▶ _Exercise goal_
Give the data again exactly, stopping after the "positive clicks: (580, 282) (393, 281)" line.

▶ _Given data_
=-=-=-=-=

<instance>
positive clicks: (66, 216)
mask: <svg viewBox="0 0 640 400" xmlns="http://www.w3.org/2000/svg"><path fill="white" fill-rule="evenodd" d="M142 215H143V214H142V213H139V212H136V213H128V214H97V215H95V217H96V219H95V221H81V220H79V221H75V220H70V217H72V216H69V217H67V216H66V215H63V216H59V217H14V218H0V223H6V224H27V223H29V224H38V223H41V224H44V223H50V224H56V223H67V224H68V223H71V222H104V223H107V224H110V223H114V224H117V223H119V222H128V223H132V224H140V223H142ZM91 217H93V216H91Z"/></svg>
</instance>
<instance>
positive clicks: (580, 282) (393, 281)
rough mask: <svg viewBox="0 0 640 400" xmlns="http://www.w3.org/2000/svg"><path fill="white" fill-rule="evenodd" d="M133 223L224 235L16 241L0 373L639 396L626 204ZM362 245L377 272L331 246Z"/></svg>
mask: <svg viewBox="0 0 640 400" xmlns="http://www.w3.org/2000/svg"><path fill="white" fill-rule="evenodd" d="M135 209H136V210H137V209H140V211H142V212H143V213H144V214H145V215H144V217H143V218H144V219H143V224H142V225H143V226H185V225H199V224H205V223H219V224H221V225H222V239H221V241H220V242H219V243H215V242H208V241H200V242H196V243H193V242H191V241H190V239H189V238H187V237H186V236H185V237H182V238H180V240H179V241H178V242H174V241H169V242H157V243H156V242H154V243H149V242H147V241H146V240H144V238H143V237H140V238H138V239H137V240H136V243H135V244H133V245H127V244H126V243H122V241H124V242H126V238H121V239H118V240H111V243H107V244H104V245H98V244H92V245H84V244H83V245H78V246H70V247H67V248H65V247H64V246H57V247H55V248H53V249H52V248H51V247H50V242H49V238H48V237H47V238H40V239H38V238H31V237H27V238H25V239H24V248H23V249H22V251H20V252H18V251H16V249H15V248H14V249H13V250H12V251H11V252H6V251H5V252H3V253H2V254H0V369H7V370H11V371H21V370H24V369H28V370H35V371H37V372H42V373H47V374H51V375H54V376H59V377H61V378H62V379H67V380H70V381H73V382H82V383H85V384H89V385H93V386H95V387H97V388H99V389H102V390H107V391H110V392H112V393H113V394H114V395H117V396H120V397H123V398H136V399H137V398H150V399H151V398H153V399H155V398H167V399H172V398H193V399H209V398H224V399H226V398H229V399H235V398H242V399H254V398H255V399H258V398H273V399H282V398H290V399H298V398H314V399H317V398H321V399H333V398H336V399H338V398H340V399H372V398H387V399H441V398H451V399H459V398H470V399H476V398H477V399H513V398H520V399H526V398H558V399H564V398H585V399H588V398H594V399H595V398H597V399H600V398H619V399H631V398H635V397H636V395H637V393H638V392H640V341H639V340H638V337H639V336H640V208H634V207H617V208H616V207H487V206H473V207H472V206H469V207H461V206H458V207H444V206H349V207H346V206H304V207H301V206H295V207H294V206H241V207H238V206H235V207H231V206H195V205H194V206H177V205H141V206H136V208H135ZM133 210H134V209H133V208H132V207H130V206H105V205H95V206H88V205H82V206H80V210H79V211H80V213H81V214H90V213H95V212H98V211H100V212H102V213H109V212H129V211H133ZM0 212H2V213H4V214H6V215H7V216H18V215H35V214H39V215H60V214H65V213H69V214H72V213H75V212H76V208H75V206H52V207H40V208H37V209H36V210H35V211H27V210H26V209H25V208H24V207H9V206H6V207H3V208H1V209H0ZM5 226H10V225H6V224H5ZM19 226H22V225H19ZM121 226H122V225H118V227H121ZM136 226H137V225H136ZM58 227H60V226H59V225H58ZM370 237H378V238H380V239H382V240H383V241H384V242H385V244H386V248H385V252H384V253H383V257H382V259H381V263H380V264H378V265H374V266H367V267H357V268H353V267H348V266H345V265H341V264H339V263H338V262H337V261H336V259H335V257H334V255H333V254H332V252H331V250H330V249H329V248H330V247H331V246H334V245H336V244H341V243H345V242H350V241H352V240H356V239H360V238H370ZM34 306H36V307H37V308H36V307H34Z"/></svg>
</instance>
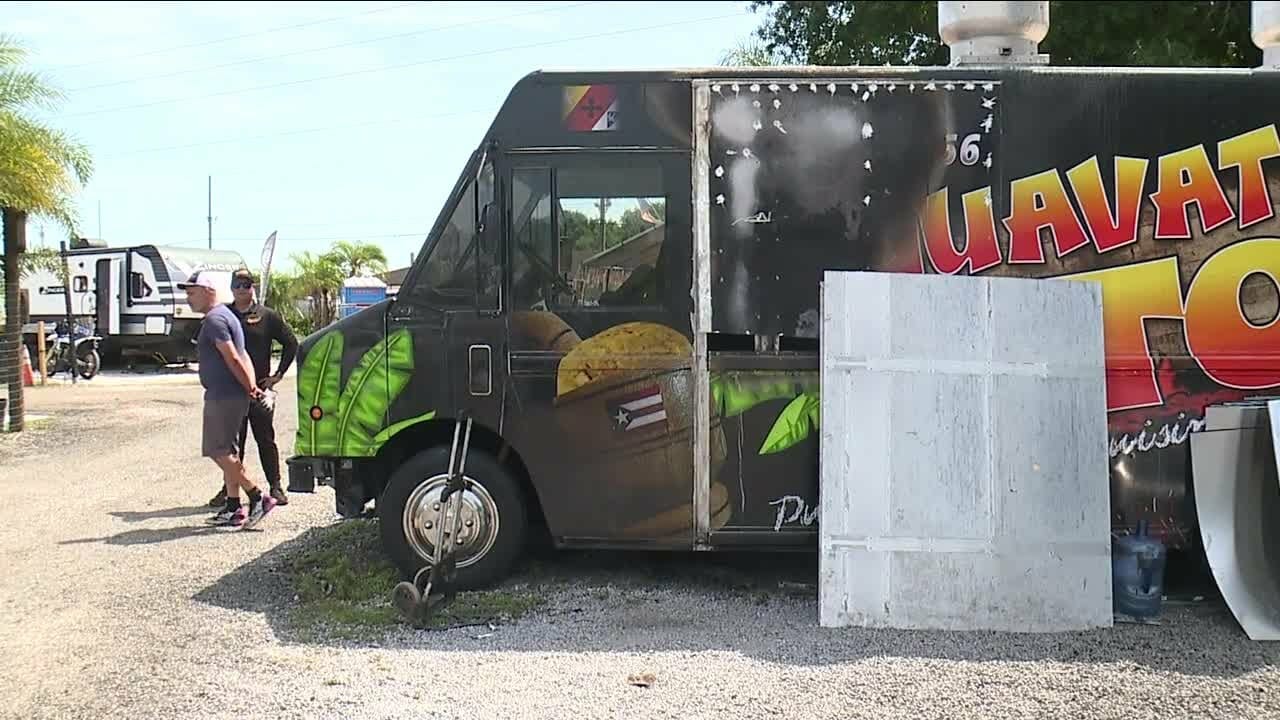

=-=-=-=-=

▶ _Result below_
<instance>
positive clicks: (66, 216)
mask: <svg viewBox="0 0 640 400" xmlns="http://www.w3.org/2000/svg"><path fill="white" fill-rule="evenodd" d="M142 215H143V214H142V213H139V212H136V213H128V214H97V215H95V217H96V219H95V221H81V220H79V221H75V220H70V217H72V216H69V217H67V216H66V215H63V216H59V217H14V218H0V223H6V224H27V223H29V224H38V223H41V224H44V223H50V224H56V223H67V224H68V223H71V222H104V223H107V224H110V223H114V224H117V223H119V222H128V223H132V224H140V223H142ZM91 217H93V216H91Z"/></svg>
</instance>
<instance>
positive clicks: (580, 282) (393, 281)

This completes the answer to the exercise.